Data records:

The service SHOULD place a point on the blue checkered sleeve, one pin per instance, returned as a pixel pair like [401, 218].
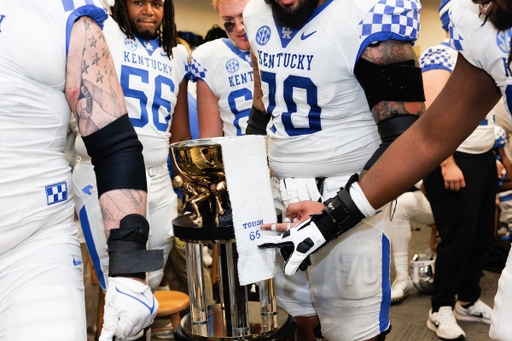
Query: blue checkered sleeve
[196, 70]
[436, 58]
[455, 38]
[391, 19]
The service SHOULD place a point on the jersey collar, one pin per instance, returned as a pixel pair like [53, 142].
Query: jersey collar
[244, 55]
[150, 45]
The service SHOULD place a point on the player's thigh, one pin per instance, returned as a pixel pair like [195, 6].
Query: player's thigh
[293, 293]
[88, 209]
[42, 294]
[350, 284]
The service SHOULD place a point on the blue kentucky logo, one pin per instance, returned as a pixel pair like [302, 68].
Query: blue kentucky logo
[1, 19]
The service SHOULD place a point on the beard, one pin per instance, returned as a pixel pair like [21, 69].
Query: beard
[293, 18]
[501, 19]
[146, 34]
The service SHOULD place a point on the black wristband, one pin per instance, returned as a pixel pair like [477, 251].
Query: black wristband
[342, 211]
[127, 252]
[116, 154]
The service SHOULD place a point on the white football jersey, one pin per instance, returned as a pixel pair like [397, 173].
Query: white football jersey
[150, 84]
[444, 57]
[319, 111]
[482, 46]
[35, 181]
[227, 71]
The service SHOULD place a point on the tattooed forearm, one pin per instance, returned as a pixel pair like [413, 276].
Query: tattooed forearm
[135, 198]
[92, 87]
[116, 204]
[389, 52]
[258, 93]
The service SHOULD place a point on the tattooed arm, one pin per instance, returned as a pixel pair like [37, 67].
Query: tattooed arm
[96, 99]
[258, 93]
[258, 118]
[385, 53]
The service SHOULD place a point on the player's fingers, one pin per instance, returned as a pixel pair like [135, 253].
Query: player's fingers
[292, 264]
[281, 227]
[106, 334]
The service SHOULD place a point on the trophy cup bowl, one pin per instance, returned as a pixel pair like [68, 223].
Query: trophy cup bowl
[200, 160]
[206, 193]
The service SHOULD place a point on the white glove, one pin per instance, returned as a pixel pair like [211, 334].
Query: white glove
[296, 245]
[129, 307]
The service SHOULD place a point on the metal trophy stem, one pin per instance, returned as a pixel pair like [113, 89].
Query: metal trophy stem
[205, 195]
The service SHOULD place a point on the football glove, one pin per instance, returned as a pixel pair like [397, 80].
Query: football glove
[129, 307]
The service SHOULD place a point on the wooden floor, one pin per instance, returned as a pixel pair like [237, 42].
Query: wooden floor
[408, 318]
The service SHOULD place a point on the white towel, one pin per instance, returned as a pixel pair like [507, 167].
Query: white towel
[250, 193]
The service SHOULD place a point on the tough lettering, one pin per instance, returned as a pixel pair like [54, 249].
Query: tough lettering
[286, 60]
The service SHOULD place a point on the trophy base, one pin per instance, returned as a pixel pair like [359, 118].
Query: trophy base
[279, 327]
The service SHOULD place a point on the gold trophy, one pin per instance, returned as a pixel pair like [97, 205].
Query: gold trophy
[203, 185]
[201, 162]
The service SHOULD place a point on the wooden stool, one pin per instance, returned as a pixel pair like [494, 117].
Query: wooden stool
[171, 303]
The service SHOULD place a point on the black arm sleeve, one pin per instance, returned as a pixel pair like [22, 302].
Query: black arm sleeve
[390, 129]
[258, 121]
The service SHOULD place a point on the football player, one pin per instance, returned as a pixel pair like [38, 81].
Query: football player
[40, 257]
[151, 67]
[329, 79]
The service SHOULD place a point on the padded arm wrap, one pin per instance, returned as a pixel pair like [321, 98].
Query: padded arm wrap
[340, 213]
[127, 252]
[116, 154]
[400, 82]
[390, 129]
[257, 123]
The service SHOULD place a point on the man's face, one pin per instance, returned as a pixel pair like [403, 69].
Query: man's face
[145, 17]
[230, 12]
[497, 11]
[292, 13]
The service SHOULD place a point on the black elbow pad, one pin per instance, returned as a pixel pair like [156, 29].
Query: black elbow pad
[390, 129]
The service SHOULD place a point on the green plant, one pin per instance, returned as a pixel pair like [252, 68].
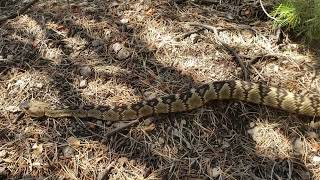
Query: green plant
[302, 16]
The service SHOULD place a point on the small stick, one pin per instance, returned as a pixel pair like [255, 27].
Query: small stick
[122, 127]
[104, 174]
[183, 36]
[19, 12]
[215, 31]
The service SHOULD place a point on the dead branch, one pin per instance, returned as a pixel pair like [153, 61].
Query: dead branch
[19, 12]
[225, 45]
[122, 127]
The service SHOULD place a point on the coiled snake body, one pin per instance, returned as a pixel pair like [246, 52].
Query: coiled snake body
[218, 90]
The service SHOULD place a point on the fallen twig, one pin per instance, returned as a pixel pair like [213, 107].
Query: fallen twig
[122, 127]
[183, 36]
[19, 12]
[104, 174]
[234, 53]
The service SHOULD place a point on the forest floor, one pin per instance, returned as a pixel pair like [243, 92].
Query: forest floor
[117, 52]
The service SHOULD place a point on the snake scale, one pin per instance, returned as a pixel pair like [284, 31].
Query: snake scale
[257, 93]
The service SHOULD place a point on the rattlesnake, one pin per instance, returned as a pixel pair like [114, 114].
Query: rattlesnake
[257, 93]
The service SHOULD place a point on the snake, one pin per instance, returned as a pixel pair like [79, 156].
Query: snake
[238, 90]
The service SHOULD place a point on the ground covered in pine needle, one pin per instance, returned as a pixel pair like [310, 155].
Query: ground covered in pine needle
[117, 52]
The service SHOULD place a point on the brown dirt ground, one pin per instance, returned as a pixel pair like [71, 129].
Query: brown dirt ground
[42, 52]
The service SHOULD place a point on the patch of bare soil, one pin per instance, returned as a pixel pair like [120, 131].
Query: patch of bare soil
[116, 52]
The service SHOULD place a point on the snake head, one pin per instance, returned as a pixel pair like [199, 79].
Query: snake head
[34, 108]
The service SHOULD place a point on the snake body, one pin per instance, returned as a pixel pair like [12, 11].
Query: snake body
[257, 93]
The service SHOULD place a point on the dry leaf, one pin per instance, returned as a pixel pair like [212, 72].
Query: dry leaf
[73, 141]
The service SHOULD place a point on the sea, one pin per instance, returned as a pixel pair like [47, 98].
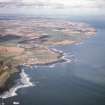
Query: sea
[79, 81]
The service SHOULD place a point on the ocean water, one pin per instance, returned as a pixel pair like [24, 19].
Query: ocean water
[79, 82]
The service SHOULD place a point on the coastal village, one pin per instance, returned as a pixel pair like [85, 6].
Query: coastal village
[27, 42]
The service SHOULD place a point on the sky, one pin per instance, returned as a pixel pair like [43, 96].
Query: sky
[30, 6]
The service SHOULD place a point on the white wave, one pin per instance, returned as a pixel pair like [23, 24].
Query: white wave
[52, 66]
[24, 82]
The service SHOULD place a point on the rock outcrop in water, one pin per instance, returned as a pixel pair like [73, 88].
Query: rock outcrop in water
[27, 42]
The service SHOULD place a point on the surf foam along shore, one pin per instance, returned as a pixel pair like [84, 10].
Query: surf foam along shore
[22, 83]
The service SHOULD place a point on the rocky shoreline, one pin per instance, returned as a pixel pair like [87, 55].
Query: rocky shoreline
[29, 43]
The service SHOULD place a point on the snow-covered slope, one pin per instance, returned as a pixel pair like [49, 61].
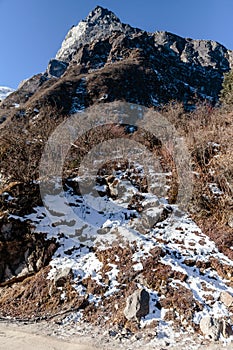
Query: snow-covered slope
[4, 92]
[156, 248]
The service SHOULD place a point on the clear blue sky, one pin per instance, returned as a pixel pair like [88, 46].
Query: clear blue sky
[31, 31]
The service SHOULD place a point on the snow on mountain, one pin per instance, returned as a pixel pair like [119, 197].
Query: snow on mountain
[4, 92]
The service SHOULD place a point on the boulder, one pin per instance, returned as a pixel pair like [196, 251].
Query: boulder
[210, 327]
[226, 298]
[226, 329]
[137, 305]
[61, 276]
[57, 68]
[152, 216]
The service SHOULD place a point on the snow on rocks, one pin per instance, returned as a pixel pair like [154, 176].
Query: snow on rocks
[4, 92]
[112, 256]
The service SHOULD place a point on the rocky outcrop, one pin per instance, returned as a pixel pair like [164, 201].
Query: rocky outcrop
[137, 305]
[56, 68]
[4, 92]
[213, 328]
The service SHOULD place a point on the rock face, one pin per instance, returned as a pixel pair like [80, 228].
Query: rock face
[179, 68]
[137, 305]
[4, 92]
[113, 57]
[214, 328]
[56, 68]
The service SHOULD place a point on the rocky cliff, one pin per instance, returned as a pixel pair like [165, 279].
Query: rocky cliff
[161, 66]
[147, 267]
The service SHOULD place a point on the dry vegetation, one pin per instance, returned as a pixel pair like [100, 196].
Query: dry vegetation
[207, 131]
[209, 135]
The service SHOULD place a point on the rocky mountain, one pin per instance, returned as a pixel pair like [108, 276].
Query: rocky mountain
[161, 66]
[4, 92]
[144, 269]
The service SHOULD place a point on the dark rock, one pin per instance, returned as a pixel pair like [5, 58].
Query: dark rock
[62, 276]
[137, 305]
[57, 68]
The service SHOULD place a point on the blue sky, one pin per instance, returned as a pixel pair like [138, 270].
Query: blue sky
[31, 31]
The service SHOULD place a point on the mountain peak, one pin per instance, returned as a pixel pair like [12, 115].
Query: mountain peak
[99, 23]
[99, 14]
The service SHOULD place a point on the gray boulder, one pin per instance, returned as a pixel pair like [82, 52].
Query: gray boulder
[137, 305]
[210, 327]
[57, 68]
[61, 276]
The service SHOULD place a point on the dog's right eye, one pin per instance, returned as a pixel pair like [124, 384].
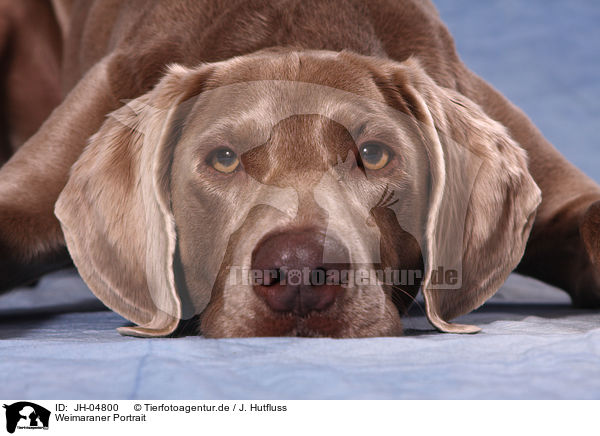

# WHAT YOU WILL DO
Take the records above and return, word for word, only the lines that fall from the line with "Query: jersey collar" to the line with "The service SHOULD place a point on the metal", both of them included.

# THE COMPLETED TASK
Query: jersey collar
[244, 55]
[150, 45]
The service SHOULD place a point on the player's thigh, one pin per instance, returned as a pixel pair like [195, 6].
Query: player's thigh
[293, 293]
[88, 209]
[42, 294]
[350, 284]
The service SHOULD place a point on the blue kentucky logo, one pin per instance, returned as a pixel pair like [302, 68].
Query: blue kentucky logo
[1, 19]
The service SHOULD place a point on the beard, one pin per instance, returned as a pixel pair like [21, 69].
Query: beard
[293, 18]
[501, 19]
[146, 34]
The service SHOULD place a point on the black wristband, one pin per instance, returned as a pixel pair like [477, 251].
Query: black wristband
[342, 211]
[127, 252]
[116, 154]
The service SHOULD place a point on the white football jersey, one pin per instance, returned as a pixel pair like [397, 173].
Query: white football jersey
[150, 84]
[444, 57]
[319, 111]
[482, 46]
[35, 181]
[227, 71]
The service SHOULD place a point on the tattooed forearm, one pin per instance, returned as a pixel pair like [413, 276].
Query: tattooed forearm
[135, 198]
[92, 87]
[116, 204]
[389, 52]
[258, 93]
The service SHOULD place a point on the tattooed arm, one pin per instance, returned as a pixel pair like [37, 67].
Query: tattooed arm
[96, 99]
[258, 93]
[258, 118]
[385, 53]
The service SHOULD place a point on the player's fingers, one pin per instance, returned as a pixel pair like [135, 253].
Query: player's fingers
[292, 264]
[281, 227]
[106, 334]
The service SHOULD place a point on the trophy cup bowl, one pin per instance, returned as a pixel pair like [68, 223].
Query: trophy cup bowl
[200, 160]
[206, 193]
The service SHOULD place a point on the white glove, one pin per instance, returned as a pixel pair like [211, 334].
Query: white glove
[296, 245]
[129, 307]
The service SHOULD place a point on the metal trophy stem, one pin per instance, returned as a pixel pair like [113, 89].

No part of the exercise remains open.